- _Exercise instructions_
A - Print everything in the index fund article from "Vanguard Value Index Fund ETF Shares (VTV)" down to "Fund ETF Shares.", without changing a word.
B - Render this sentence from the index fund article in Spanish: "Value stocks tend to be less volatile than growth stocks and large-caps tend to have less volatility than small- and mid-cap stocks."

- _Given text_
* BEGIN *
Index funds can be smart investment vehicles for investors who want to minimize risk. Exchange-traded fund and mutual funds that track indexes can reduce market risk for investors through diversification and by employing a passive management approach.
When you can buy a single fund that holds dozens, hundreds or even thousands of investment securities in one basket, you have instant diversification. Since index fund managers can’t buy and sell securities at their own discretion, shareholders can reduce manager risk, which is the risk that the manager will make poor decisions, whether they are emotion-based or just bad timing.
Combining this diversification and passive management with low costs, index funds can produce superior returns, especially over the long haul, compared to actively managed funds. Investors can also select certain defensive sectors that can help to reduce risk in a portfolio.
For example, a low-cost ETF that tracks the S&P 500 index will have slightly lower volatility, as measured by standard deviation, and higher returns, compared to the average fund in the large blend category. Who doesn’t want to minimize risk and maximize returns?
With that backdrop in mind, here are seven of the best index funds that investors can buy for minimizing risk:
- iShares Core S&P 500 ETF (NYSEARCA:IVV)
- Vanguard Value Index Fund ETF Shares (NYSEARCA:VTV)
- iShares Core Conservative Allocation ETF (NYSEARCA:AOK)
- Health Care Select Sector SPDR Fund (NYSEARA:XLV)
- Consumer Staples Select Sector SPDR Fund (NYSEARCA:XLP)
- Utilities Select Sector SPDR Fund (NYSEARCA:XLU)
- IQ Hedge Multi-Strategy Tracker ETF (NYSEARCA:QAI)
Index Funds to Minimize Risk: iShares Core S&P 500 ETF (IVV)
Any good list of funds that can minimize risk for investors should arguably begin with a low-cost S&P 500 index fund like iShares Core S&P 500 ETF.
Like other index funds that track the gauge, IVV ETF is a basket of about 500 of the largest U.S. stocks, as measured by market capitalization. This means that shareholders get exposure to mega-caps like Apple (NASDAQ:AAPL), Microsoft (NASDAQ:MSFT), and Amazon (NASDAQ:AMZN).
But investors also get exposure to hundreds of other large-cap stocks, spread across a dozen sectors of the U.S. economy. This broad diversification consisting of a multitude of time-tested companies is what reduces market risk, compared to funds with more concentrated portfolios.
The expense ratio for IVV is among the lowest in the ETF universe at 0.03%, or $3 for every $10,000 invested.
Vanguard Value Index Fund ETF Shares (VTV)
Investors wanting to invest in stocks and keep a lid on volatility can do so with a high-quality, large-cap value index fund like Vanguard Value Index Fund ETF Shares.
Value stocks tend to be less volatile than growth stocks and large-caps tend to have less volatility than small- and mid-cap stocks. U.S. stocks also carry less market risk than non-U.S. stocks. With VTV ETF, shareholders get a pure dose of all of these qualities in a basket of large-cap value U.S. stocks.
* END *
- _Extracted information_
* BEGIN *
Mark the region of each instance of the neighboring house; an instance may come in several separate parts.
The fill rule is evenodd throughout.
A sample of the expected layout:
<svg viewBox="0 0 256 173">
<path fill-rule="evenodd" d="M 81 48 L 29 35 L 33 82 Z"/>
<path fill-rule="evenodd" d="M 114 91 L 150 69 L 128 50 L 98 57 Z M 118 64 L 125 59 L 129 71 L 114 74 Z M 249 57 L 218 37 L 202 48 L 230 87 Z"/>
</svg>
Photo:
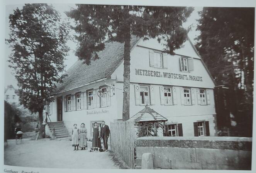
* END *
- _Responses_
A -
Vanguard Value Index Fund ETF Shares (VTV)
Investors wanting to invest in stocks and keep a lid on volatility can do so with a high-quality, large-cap value index fund like Vanguard Value Index Fund ETF Shares.

B - Las acciones de valor tienden a ser menos volátiles que las acciones de crecimiento, y las de gran capitalización tienden a tener menos volatilidad que las acciones de pequeña y mediana capitalización.